▸ Object position labeling entries
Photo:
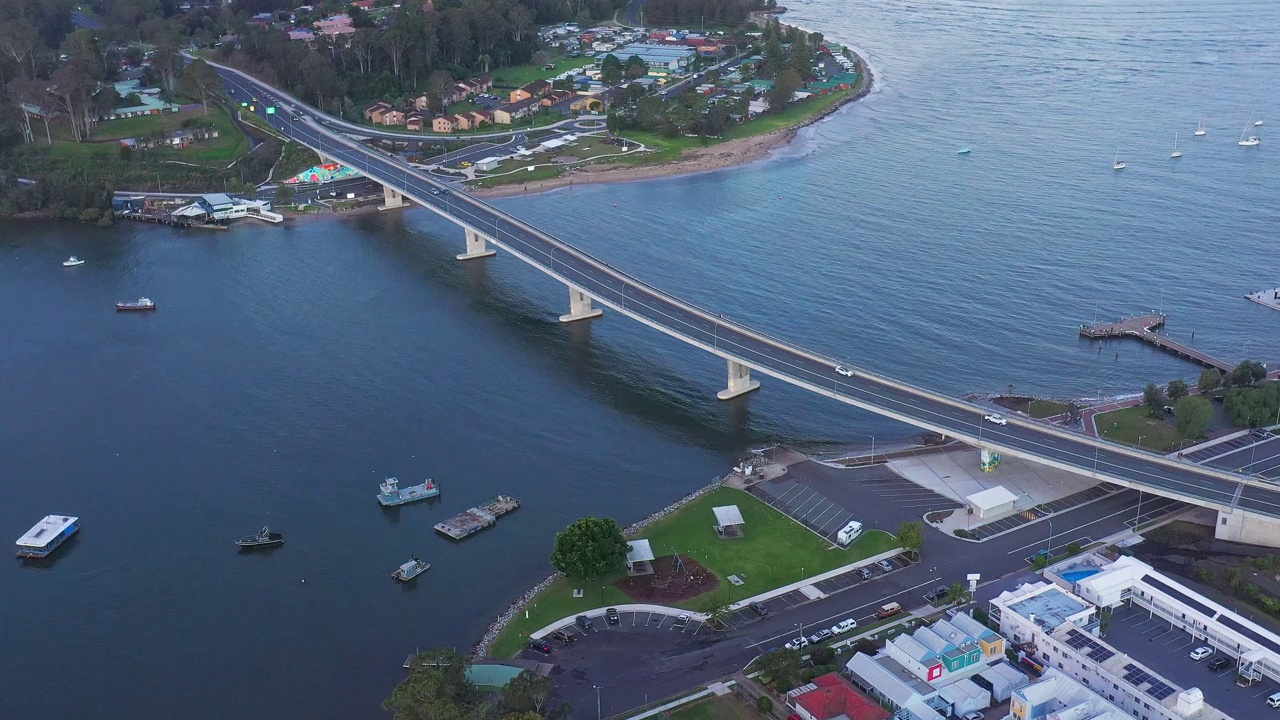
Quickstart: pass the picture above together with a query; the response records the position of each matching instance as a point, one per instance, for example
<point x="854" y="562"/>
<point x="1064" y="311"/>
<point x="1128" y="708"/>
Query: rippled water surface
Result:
<point x="287" y="369"/>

▸ Problem details
Present every non-blank line of the entries above as a Markdown table with the columns "Nr" (row number) and "Line" (the line itself). Do not include the pictures in the answer.

▸ Answer to the problem
| Nr | Line |
|---|---|
| 1 | Photo: |
| 2 | Quickstart: pass the picture above together with a query; the response records the position of each matching instance as a point, one per instance, for example |
| 3 | <point x="854" y="562"/> |
| 4 | <point x="1064" y="311"/> |
| 5 | <point x="1128" y="708"/> |
| 6 | Query: rippled water surface |
| 7 | Result: |
| 8 | <point x="287" y="369"/> |